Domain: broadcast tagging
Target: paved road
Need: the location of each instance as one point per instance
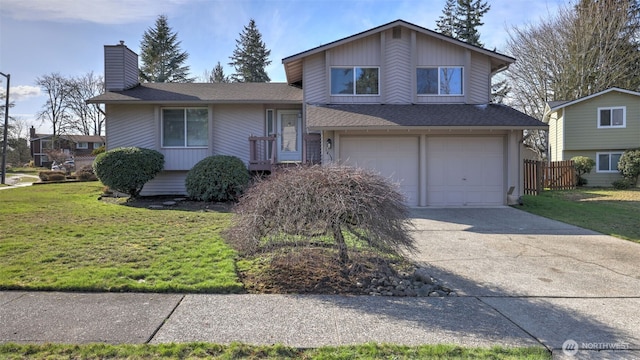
(523, 281)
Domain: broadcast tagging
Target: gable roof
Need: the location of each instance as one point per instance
(72, 138)
(557, 105)
(371, 116)
(203, 93)
(293, 63)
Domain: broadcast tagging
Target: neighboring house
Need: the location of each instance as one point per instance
(400, 99)
(73, 145)
(600, 126)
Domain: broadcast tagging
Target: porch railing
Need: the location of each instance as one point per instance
(262, 151)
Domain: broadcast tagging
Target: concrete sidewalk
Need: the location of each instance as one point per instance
(313, 321)
(522, 280)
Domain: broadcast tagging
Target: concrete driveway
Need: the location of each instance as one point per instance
(555, 281)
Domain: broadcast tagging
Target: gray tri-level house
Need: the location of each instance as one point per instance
(400, 99)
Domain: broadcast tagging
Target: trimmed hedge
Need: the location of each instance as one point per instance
(127, 169)
(217, 178)
(52, 175)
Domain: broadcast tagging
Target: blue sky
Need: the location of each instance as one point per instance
(39, 37)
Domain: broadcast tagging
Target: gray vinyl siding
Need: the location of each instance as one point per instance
(556, 136)
(232, 126)
(166, 183)
(581, 124)
(131, 125)
(434, 52)
(396, 85)
(479, 78)
(397, 60)
(314, 80)
(364, 52)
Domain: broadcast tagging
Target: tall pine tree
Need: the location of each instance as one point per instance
(468, 18)
(250, 56)
(162, 58)
(217, 75)
(446, 21)
(460, 19)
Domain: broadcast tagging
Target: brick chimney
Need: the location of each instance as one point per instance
(120, 67)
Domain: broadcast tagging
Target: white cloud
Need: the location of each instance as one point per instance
(95, 11)
(21, 92)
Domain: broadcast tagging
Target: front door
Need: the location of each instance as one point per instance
(289, 137)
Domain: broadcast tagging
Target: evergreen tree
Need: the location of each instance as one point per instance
(467, 20)
(217, 75)
(162, 58)
(446, 21)
(250, 56)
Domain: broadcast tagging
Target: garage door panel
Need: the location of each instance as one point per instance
(395, 158)
(465, 171)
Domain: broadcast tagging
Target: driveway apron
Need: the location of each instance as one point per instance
(558, 282)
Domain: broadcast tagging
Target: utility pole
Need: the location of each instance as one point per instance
(6, 127)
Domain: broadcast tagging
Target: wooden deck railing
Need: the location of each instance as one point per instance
(262, 151)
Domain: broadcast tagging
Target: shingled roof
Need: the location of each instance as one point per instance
(198, 93)
(422, 115)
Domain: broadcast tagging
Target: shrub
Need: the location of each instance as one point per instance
(127, 169)
(621, 184)
(583, 165)
(99, 150)
(295, 204)
(51, 175)
(86, 174)
(629, 165)
(217, 178)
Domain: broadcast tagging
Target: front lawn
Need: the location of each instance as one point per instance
(608, 211)
(61, 237)
(241, 351)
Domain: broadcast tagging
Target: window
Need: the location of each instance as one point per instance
(185, 127)
(439, 81)
(607, 162)
(355, 81)
(612, 117)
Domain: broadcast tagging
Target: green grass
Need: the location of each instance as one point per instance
(25, 170)
(608, 211)
(61, 237)
(241, 351)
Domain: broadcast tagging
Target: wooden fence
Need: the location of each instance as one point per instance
(556, 175)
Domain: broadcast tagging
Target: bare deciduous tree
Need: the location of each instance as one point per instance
(55, 111)
(295, 205)
(87, 119)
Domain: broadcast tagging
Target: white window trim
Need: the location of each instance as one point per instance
(185, 127)
(440, 67)
(607, 153)
(611, 108)
(354, 79)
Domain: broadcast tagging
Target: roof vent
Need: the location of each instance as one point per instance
(397, 32)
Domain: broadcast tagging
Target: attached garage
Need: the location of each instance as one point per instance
(393, 157)
(461, 171)
(465, 171)
(439, 154)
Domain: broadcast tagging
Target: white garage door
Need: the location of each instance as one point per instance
(465, 171)
(393, 157)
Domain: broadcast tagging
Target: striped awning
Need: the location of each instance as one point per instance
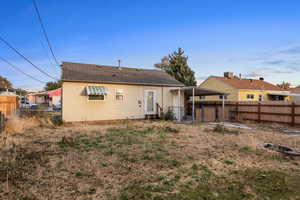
(96, 90)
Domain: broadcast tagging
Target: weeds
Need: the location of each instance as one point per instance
(223, 130)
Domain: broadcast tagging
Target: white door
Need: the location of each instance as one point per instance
(175, 105)
(150, 102)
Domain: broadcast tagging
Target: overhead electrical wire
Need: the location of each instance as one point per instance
(25, 58)
(44, 32)
(21, 71)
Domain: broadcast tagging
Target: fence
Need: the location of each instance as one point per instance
(274, 112)
(8, 104)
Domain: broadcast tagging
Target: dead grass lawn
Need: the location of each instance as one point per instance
(146, 160)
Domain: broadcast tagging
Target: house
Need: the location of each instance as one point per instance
(7, 92)
(97, 92)
(296, 93)
(240, 89)
(54, 97)
(38, 97)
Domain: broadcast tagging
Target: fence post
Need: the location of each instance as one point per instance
(1, 122)
(293, 114)
(259, 112)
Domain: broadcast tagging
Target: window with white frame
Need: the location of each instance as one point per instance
(96, 97)
(250, 96)
(119, 94)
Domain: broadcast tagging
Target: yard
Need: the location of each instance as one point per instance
(146, 160)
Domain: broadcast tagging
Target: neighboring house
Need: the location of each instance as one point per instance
(50, 98)
(54, 97)
(240, 89)
(38, 98)
(96, 92)
(296, 91)
(7, 92)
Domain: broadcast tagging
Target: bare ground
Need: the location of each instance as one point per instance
(147, 160)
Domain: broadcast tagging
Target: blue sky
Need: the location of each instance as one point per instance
(255, 38)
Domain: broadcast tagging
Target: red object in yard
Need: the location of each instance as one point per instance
(56, 92)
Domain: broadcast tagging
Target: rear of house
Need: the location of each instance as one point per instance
(96, 92)
(240, 89)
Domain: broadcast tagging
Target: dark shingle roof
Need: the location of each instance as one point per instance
(295, 90)
(77, 72)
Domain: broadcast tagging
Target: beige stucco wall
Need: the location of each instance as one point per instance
(76, 106)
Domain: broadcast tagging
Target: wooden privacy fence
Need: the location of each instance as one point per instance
(274, 112)
(8, 105)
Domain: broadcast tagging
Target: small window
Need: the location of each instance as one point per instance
(221, 97)
(119, 94)
(96, 97)
(250, 96)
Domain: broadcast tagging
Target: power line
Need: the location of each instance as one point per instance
(44, 31)
(18, 69)
(25, 58)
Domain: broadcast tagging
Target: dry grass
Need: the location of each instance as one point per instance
(144, 160)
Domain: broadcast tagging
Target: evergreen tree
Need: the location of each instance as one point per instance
(177, 66)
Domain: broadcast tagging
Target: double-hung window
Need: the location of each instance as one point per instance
(250, 96)
(119, 94)
(96, 93)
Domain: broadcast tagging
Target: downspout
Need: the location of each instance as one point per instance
(162, 98)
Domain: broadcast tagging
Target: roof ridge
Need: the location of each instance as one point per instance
(112, 66)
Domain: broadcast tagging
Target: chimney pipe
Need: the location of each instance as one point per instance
(119, 64)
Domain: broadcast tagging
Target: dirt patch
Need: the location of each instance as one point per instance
(146, 160)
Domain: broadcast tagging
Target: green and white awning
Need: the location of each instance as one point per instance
(96, 90)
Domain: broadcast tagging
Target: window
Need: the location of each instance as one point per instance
(221, 97)
(250, 96)
(96, 97)
(119, 94)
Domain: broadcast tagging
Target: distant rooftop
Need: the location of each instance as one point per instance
(251, 84)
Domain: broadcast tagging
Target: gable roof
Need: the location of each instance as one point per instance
(295, 90)
(77, 72)
(251, 84)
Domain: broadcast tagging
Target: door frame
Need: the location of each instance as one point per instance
(154, 102)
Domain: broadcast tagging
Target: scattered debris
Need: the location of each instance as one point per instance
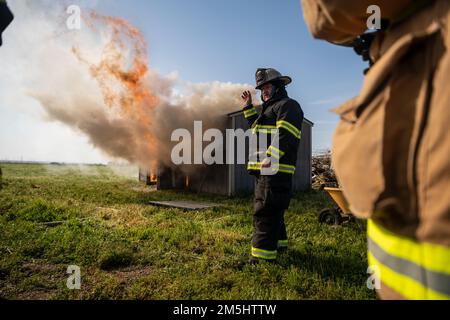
(185, 205)
(322, 171)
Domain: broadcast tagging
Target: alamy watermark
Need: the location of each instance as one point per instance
(228, 149)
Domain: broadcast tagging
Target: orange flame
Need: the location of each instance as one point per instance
(122, 71)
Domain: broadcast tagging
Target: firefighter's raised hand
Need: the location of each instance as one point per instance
(247, 97)
(266, 163)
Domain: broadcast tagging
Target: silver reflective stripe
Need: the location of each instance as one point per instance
(434, 280)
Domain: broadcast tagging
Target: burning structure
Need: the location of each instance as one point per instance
(227, 179)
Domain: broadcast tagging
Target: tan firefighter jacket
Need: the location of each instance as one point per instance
(391, 149)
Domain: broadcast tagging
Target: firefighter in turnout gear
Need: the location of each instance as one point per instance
(280, 121)
(391, 148)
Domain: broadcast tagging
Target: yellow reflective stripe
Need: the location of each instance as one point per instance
(250, 112)
(264, 128)
(282, 243)
(289, 127)
(285, 168)
(277, 153)
(430, 256)
(402, 284)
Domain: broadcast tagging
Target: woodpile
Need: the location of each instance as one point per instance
(322, 172)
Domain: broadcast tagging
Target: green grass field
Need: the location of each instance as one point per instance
(127, 249)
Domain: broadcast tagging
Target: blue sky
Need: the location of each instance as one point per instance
(212, 40)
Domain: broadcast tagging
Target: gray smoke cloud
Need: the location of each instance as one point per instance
(97, 81)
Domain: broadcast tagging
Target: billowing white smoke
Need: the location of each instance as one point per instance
(97, 81)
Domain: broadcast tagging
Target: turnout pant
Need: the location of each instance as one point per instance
(272, 198)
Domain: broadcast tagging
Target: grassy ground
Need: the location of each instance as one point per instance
(127, 249)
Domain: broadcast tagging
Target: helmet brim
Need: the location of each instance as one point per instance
(285, 79)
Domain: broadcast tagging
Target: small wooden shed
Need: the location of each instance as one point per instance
(232, 179)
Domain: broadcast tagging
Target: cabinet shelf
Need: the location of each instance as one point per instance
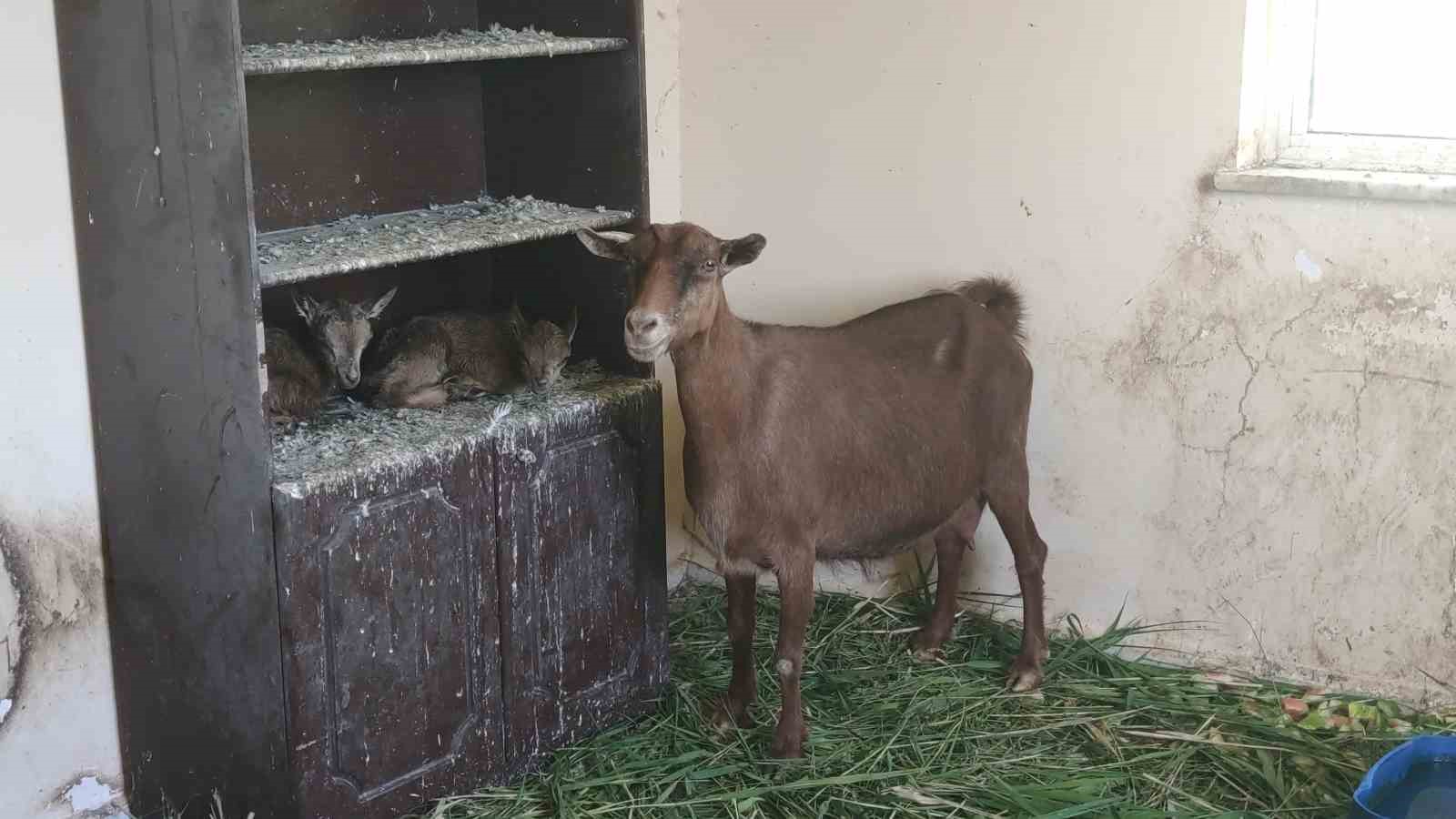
(357, 244)
(468, 46)
(349, 442)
◆ ◆ ◆ ◆
What you need to do ->
For every line in the listing above that contains "concrete", copy that line.

Exercise solution ->
Target: concrete sidewalk
Target: concrete driveway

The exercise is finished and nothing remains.